:: TASK INPUT ::
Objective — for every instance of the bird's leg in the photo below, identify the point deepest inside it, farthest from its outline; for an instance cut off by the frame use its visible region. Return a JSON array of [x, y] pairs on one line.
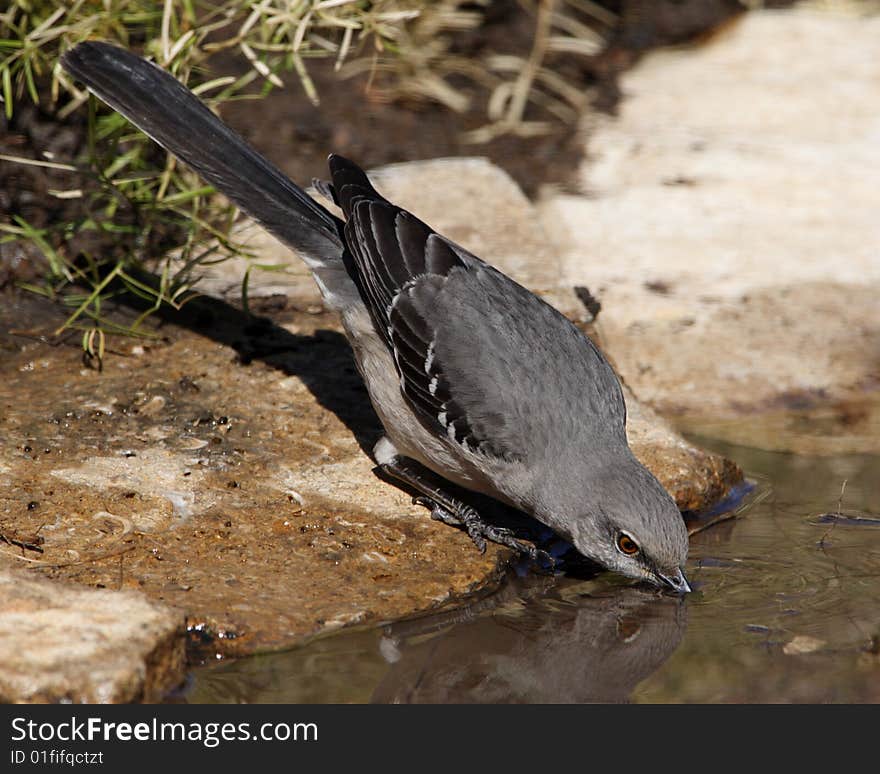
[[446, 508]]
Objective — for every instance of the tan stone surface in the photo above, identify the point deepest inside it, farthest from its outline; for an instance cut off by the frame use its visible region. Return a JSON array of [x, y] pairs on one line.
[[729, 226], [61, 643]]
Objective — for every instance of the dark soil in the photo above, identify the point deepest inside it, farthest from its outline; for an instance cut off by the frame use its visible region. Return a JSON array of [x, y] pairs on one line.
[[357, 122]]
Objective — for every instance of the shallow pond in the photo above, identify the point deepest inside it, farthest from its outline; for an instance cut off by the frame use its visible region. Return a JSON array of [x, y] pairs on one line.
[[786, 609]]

--

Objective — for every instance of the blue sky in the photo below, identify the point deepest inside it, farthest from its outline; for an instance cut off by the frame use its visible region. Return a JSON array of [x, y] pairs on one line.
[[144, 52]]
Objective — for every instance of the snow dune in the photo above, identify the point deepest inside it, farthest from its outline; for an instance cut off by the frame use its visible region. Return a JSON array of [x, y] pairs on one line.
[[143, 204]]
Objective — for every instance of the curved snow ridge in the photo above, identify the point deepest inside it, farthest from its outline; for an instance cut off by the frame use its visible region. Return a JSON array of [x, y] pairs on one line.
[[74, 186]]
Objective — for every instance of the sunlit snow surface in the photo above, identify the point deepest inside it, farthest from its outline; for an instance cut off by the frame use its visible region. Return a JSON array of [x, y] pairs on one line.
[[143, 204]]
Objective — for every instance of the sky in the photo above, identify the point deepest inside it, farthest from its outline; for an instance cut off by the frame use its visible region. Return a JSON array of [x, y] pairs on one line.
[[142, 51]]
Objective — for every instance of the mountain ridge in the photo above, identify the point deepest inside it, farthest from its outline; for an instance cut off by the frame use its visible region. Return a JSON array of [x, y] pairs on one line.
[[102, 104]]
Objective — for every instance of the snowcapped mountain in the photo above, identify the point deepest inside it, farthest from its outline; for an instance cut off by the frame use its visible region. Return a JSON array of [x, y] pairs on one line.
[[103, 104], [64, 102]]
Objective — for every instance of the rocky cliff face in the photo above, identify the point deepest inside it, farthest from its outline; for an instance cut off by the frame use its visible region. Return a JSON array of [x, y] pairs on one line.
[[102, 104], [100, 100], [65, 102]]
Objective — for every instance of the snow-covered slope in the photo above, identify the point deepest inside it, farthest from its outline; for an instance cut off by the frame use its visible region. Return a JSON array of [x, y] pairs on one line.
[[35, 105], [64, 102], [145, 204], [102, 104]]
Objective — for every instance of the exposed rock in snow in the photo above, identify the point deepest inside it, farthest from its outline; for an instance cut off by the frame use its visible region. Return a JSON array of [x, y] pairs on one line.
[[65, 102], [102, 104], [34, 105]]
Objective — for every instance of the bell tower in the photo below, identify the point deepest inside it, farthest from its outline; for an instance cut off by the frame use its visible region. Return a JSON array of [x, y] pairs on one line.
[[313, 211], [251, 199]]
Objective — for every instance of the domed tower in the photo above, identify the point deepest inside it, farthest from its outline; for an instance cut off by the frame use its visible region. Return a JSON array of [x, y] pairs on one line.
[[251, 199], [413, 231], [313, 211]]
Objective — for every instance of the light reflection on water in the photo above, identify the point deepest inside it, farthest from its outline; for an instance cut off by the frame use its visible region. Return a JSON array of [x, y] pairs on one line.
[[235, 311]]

==

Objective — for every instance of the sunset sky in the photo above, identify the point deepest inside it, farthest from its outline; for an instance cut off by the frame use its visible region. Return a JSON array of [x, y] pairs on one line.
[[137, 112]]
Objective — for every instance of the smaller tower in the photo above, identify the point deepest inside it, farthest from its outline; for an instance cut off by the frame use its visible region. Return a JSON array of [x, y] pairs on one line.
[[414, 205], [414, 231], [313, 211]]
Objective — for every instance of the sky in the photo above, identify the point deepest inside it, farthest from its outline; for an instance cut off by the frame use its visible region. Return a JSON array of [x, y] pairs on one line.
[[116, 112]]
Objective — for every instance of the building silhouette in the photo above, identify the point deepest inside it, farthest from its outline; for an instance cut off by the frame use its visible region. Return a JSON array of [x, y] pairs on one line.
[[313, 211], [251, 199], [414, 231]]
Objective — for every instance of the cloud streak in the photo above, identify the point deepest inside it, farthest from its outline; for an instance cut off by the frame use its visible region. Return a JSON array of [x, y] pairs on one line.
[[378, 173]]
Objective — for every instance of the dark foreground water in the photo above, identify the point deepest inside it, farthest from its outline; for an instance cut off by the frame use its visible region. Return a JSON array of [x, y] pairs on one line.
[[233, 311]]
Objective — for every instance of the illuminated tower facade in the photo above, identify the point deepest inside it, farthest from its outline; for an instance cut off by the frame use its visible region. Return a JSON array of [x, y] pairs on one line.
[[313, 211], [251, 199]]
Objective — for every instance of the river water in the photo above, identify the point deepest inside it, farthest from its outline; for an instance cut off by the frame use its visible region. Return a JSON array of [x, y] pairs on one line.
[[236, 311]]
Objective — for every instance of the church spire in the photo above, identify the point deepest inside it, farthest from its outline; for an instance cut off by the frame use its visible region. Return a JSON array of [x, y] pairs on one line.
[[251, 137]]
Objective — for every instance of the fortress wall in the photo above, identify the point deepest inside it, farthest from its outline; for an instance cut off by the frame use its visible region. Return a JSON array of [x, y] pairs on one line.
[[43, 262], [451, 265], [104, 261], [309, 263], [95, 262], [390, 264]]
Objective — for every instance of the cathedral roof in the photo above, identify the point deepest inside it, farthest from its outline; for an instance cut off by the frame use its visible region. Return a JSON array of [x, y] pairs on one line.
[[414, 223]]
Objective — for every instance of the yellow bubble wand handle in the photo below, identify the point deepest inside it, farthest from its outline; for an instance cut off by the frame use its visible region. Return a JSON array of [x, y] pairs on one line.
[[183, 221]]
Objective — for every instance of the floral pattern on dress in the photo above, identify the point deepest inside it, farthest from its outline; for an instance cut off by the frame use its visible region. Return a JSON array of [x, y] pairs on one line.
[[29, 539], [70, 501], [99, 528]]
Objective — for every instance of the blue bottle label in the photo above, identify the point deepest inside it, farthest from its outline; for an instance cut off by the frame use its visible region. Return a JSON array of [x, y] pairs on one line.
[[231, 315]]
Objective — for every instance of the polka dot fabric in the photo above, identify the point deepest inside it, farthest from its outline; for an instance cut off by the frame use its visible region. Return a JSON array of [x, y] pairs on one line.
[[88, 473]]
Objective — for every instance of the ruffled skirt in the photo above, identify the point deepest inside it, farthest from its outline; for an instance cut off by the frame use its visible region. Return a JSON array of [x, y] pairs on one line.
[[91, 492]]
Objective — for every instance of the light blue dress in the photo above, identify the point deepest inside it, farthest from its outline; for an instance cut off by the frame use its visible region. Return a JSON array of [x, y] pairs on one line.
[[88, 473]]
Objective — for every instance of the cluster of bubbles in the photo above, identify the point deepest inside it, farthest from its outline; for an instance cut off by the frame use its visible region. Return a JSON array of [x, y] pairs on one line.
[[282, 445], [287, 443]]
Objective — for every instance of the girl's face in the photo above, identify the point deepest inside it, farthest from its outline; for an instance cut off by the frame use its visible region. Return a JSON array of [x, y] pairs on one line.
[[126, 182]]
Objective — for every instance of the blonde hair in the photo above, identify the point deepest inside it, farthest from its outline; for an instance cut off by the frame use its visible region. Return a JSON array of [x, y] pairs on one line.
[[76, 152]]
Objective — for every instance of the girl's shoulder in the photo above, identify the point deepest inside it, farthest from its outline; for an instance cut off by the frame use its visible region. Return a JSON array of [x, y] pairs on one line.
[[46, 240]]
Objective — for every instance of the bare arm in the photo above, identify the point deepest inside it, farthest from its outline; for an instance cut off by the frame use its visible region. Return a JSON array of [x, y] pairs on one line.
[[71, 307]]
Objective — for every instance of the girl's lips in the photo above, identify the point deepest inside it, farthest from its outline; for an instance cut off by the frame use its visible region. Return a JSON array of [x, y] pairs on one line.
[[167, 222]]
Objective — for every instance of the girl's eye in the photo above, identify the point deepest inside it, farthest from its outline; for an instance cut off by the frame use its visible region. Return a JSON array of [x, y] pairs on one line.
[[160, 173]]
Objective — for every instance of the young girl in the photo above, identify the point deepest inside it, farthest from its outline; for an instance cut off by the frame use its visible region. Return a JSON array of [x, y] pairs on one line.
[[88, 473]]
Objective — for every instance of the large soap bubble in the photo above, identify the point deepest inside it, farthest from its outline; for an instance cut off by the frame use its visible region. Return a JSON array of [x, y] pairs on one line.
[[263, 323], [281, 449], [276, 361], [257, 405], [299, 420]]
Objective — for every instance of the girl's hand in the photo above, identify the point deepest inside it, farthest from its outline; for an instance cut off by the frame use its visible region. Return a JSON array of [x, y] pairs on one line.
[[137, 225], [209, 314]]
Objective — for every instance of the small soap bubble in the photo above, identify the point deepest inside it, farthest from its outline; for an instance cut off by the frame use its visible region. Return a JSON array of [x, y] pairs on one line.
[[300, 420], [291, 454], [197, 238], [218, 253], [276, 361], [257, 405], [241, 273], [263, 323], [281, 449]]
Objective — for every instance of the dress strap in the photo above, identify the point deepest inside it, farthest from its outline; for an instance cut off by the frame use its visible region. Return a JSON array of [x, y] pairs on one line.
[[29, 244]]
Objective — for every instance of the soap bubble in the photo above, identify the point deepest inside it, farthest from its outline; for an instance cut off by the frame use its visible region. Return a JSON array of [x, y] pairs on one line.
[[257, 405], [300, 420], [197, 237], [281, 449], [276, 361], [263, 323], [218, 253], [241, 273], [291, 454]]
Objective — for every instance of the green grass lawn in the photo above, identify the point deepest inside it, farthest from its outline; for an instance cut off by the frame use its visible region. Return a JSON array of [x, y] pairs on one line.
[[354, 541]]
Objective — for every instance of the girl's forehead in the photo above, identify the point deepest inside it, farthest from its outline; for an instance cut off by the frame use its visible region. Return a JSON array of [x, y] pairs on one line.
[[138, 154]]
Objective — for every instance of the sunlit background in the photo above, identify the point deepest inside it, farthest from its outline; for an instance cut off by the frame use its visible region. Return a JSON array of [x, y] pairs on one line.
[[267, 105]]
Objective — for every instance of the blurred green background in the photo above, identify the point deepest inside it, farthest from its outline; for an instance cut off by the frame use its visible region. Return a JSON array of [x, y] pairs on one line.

:: TASK TO COMPLETE ::
Reproduce the lines between the one containing "Objective — for every instance of the bird's" and the one containing "[[446, 508]]", both included, and omit the pictures from your answer.

:: FULL OUTPUT ::
Objective — for every instance of the bird's leg in the photo below, identify the point deepest inside it, farthest from its outline; for an instance cut off by the frame use its visible region. Return a JSON array of [x, y] pairs on one line.
[[446, 508]]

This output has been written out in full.